(TASK DIRECTIONS) Render each line of the records below as a Markdown table with the columns Row and Line, numbering the rows in order and omitting blank lines.

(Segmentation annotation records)
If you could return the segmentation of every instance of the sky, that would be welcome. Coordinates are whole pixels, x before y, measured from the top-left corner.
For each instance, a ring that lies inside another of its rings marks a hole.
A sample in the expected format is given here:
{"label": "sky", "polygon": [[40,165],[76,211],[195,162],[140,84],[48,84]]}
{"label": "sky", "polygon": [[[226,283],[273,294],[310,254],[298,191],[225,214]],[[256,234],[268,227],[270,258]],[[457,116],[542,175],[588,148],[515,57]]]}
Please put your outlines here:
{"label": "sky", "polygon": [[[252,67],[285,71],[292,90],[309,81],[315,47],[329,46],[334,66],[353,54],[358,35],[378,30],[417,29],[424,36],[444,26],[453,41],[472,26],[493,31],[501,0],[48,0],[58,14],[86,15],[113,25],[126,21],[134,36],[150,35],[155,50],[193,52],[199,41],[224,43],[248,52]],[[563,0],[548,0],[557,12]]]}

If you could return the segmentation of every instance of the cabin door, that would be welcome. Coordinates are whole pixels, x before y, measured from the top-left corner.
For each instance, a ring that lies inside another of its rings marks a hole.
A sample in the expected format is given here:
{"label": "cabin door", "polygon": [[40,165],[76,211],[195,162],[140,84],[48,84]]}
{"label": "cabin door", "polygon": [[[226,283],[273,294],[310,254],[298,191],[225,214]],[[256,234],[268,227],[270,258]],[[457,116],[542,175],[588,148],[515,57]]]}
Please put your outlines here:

(OUTPUT OF THE EXERCISE)
| Row | Line |
|---|---|
| 1 | If you could return the segmentation of every instance of the sky, that would be welcome. Coordinates are whole pixels, x before y, measured from the top-left corner. |
| 2 | For each instance, a ring that lies inside another of its rings marks a hole. |
| 3 | A sample in the expected format is given here: |
| 4 | {"label": "sky", "polygon": [[40,165],[76,211],[195,162],[140,84],[48,84]]} |
| 5 | {"label": "sky", "polygon": [[[226,283],[273,294],[310,254],[298,191],[225,214]],[[256,234],[268,227],[270,258]],[[457,116],[542,175],[588,148],[515,57]]]} |
| 6 | Please put your outlines here: |
| 7 | {"label": "sky", "polygon": [[[252,67],[285,71],[292,90],[309,81],[315,47],[329,46],[334,66],[353,54],[358,35],[378,30],[417,29],[424,36],[444,26],[453,41],[472,26],[493,31],[501,0],[48,0],[58,14],[86,15],[113,25],[126,21],[134,36],[150,35],[155,50],[193,52],[199,41],[224,43],[248,52]],[[563,0],[548,0],[557,12]]]} |
| 8 | If you could return the segmentation of every instance of the cabin door, that would be welcome. Coordinates are whole pixels, x before y, measured from the top-left corner. |
| 9 | For each instance, a ring that lies inside another of its rings marks a hole. |
| 10 | A sample in the expected format is given here: |
| 11 | {"label": "cabin door", "polygon": [[40,165],[76,211],[195,162],[140,84],[48,84]]} |
| 12 | {"label": "cabin door", "polygon": [[[226,283],[273,294],[310,254],[298,191],[225,214]],[[256,234],[268,227],[270,258]],[[457,116],[542,175],[588,148],[515,57]]]} |
| 13 | Please put your outlines here: |